Sur cette conclusion éminemment opportuniste, l’impôt progressif fut législativement abrogé, le 28 brumaire. Le Consulat ne perdit pas un instant pour tirer de celle mesure un bénéfice palpable. Sur invitation du ministre, les notables de la finance s’assemblèrent chez le banquier Perregaux ; le 3 frimaire, la réunion fut transférée chez le consul Bonaparte. Les principaux banquiers, les Perregaux, Davillier, Germain, Fulchiron et autres étaient présens. Bonaparte leur promit un gouvernement de défense sociale, ami de l’ordre, respectueux de la propriété sous toutes ses formes, pacifique au dehors ; lorsqu’il eut terminé et se fut retiré, Gaudin tira la conclusion du discours en sollicitant une avance de 12 millions. Les banquiers souscrivirent pour cette somme, mais la confiance n’était pas suffisamment établie pour qu’ils jugeassent à propos de desserrer trop vite les cordons de leur bourse. Trois millions seulement furent portés au Trésor ; le reste servit à gager une loterie qui procura la somme. Grâce à ces ressources et à quelques expédiens, on put subvenir aux premiers besoins. Dans Paris, l’impression produite par l’abolition de la taxe progressive fut excellente. Les signes extérieurs de la richesse se cachèrent un peu moins ; le soir, aux abords des théâtres, des équipages de maître reparurent ; on recommença d’aller à l’Opéra dans sa voiture.

++++++++++

* **CONSIGNE 1**
Répondez à ces questions sur le texte consacré à l'abolition de l'impôt progressif :
(a) À quelle date l'impôt progressif a-t-il été abrogé ?
(b) Quelle avance Gaudin a-t-il demandée aux banquiers ?
(c) Où a-t-on recommencé à aller dans sa voiture ?

++++++++++

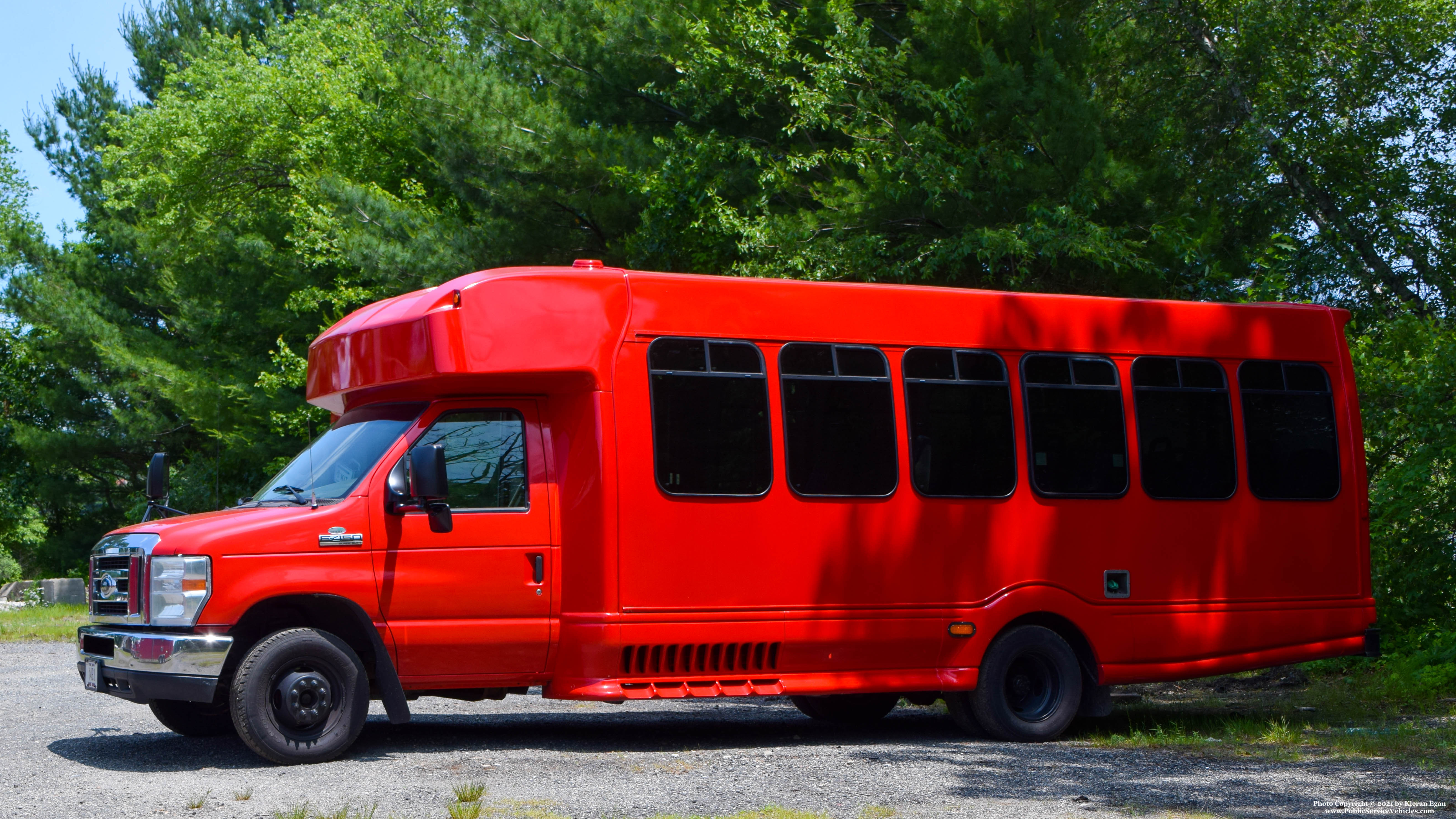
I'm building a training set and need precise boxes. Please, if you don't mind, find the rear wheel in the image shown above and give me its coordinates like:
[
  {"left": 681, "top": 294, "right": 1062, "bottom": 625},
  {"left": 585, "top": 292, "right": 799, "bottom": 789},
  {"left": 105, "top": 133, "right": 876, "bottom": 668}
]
[
  {"left": 147, "top": 700, "right": 233, "bottom": 736},
  {"left": 789, "top": 694, "right": 900, "bottom": 724},
  {"left": 230, "top": 628, "right": 368, "bottom": 765},
  {"left": 952, "top": 625, "right": 1082, "bottom": 742}
]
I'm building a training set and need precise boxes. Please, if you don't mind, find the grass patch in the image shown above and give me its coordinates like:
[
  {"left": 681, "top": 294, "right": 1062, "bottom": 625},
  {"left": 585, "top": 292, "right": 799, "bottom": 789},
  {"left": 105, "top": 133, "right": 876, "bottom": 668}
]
[
  {"left": 0, "top": 603, "right": 90, "bottom": 643},
  {"left": 451, "top": 780, "right": 485, "bottom": 802},
  {"left": 1067, "top": 663, "right": 1456, "bottom": 768},
  {"left": 445, "top": 802, "right": 480, "bottom": 819}
]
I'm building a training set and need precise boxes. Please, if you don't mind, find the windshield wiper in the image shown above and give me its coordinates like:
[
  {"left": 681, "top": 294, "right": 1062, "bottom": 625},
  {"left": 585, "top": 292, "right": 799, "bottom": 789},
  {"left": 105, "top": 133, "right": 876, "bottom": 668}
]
[{"left": 272, "top": 484, "right": 317, "bottom": 506}]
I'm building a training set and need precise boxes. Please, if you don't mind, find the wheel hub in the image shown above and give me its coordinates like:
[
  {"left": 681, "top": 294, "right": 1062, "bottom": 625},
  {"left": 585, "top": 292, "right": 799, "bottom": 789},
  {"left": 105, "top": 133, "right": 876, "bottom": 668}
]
[
  {"left": 272, "top": 670, "right": 334, "bottom": 729},
  {"left": 1006, "top": 654, "right": 1062, "bottom": 723}
]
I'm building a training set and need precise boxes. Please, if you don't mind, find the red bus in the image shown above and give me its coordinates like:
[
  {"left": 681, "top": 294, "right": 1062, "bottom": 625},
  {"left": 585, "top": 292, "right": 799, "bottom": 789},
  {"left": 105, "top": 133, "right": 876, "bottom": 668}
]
[{"left": 79, "top": 261, "right": 1379, "bottom": 762}]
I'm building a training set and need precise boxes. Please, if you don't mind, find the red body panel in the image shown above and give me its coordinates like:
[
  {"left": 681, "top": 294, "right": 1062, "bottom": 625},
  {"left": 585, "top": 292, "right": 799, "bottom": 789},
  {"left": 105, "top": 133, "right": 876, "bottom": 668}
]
[{"left": 106, "top": 268, "right": 1375, "bottom": 700}]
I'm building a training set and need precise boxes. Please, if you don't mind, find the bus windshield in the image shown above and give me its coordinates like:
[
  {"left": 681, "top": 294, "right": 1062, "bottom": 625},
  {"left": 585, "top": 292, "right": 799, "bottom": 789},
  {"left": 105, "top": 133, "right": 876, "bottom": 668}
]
[{"left": 252, "top": 404, "right": 425, "bottom": 504}]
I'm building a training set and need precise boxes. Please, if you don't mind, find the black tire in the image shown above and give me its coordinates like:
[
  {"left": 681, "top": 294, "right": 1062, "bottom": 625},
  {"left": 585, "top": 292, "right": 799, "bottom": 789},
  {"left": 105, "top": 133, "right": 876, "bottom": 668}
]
[
  {"left": 789, "top": 694, "right": 900, "bottom": 726},
  {"left": 229, "top": 628, "right": 368, "bottom": 765},
  {"left": 147, "top": 700, "right": 233, "bottom": 736},
  {"left": 970, "top": 625, "right": 1082, "bottom": 742}
]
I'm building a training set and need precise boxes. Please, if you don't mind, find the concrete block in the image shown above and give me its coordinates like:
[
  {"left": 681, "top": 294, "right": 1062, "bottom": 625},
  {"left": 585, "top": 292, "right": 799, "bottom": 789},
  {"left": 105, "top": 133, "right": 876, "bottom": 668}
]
[{"left": 0, "top": 577, "right": 86, "bottom": 603}]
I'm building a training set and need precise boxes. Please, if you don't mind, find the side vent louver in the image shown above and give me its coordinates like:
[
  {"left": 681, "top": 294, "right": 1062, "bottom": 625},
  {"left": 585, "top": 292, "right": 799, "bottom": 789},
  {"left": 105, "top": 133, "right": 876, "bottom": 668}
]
[{"left": 622, "top": 643, "right": 782, "bottom": 676}]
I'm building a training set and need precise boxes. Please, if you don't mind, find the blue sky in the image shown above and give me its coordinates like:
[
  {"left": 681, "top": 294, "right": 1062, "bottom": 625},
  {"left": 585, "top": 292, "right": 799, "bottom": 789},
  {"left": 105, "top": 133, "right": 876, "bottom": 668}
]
[{"left": 0, "top": 0, "right": 141, "bottom": 242}]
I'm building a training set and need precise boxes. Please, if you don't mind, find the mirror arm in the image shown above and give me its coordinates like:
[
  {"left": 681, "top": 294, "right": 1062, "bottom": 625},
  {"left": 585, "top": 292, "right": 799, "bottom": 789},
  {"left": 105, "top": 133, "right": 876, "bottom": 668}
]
[{"left": 141, "top": 498, "right": 186, "bottom": 523}]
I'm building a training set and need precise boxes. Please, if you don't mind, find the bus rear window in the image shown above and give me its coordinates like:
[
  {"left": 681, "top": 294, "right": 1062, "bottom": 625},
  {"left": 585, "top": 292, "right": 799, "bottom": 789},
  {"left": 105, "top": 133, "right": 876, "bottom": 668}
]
[
  {"left": 1133, "top": 355, "right": 1238, "bottom": 500},
  {"left": 903, "top": 347, "right": 1016, "bottom": 497},
  {"left": 779, "top": 344, "right": 898, "bottom": 497},
  {"left": 1021, "top": 354, "right": 1127, "bottom": 495},
  {"left": 1239, "top": 361, "right": 1340, "bottom": 500},
  {"left": 648, "top": 338, "right": 773, "bottom": 495}
]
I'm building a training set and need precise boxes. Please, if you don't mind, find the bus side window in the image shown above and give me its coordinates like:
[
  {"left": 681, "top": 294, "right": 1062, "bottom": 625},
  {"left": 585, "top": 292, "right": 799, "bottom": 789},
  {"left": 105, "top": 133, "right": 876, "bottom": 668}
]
[
  {"left": 1021, "top": 353, "right": 1127, "bottom": 495},
  {"left": 413, "top": 410, "right": 530, "bottom": 511},
  {"left": 1133, "top": 355, "right": 1238, "bottom": 500},
  {"left": 647, "top": 338, "right": 773, "bottom": 495},
  {"left": 1239, "top": 361, "right": 1340, "bottom": 500},
  {"left": 901, "top": 347, "right": 1016, "bottom": 497},
  {"left": 779, "top": 342, "right": 900, "bottom": 497}
]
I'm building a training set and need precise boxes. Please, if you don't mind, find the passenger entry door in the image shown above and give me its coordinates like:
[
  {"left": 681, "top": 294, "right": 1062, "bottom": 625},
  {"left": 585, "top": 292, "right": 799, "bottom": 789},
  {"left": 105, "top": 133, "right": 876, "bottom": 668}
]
[{"left": 376, "top": 401, "right": 552, "bottom": 676}]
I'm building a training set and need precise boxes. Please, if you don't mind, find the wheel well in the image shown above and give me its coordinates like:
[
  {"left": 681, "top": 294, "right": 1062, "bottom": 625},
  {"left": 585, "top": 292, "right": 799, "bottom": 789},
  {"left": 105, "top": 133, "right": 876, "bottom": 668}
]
[
  {"left": 223, "top": 595, "right": 376, "bottom": 679},
  {"left": 993, "top": 612, "right": 1098, "bottom": 685}
]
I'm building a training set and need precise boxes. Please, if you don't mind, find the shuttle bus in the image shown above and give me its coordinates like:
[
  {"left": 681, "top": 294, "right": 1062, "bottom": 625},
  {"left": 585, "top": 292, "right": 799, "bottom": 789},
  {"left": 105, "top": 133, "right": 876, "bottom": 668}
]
[{"left": 77, "top": 259, "right": 1379, "bottom": 764}]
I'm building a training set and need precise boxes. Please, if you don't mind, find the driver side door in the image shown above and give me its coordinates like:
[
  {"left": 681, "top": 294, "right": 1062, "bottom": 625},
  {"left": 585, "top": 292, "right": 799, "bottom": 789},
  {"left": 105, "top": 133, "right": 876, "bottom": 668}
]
[{"left": 376, "top": 401, "right": 553, "bottom": 676}]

++++++++++

* **CONSIGNE 2**
Trouvez toutes les lignes fournies qui contiennent le mot "rear" et recopiez-les.

* **RÉPONSE ATTENDUE 1**
(a) Le 28 brumaire.
(b) Une avance de 12 millions.
(c) À l'Opéra.

* **RÉPONSE ATTENDUE 2**
I'm building a training set and need precise boxes. Please, if you don't mind, find the rear wheel in the image shown above and give me its coordinates like:
I'm building a training set and need precise boxes. Please, if you don't mind, find the bus rear window in the image shown above and give me its coordinates like:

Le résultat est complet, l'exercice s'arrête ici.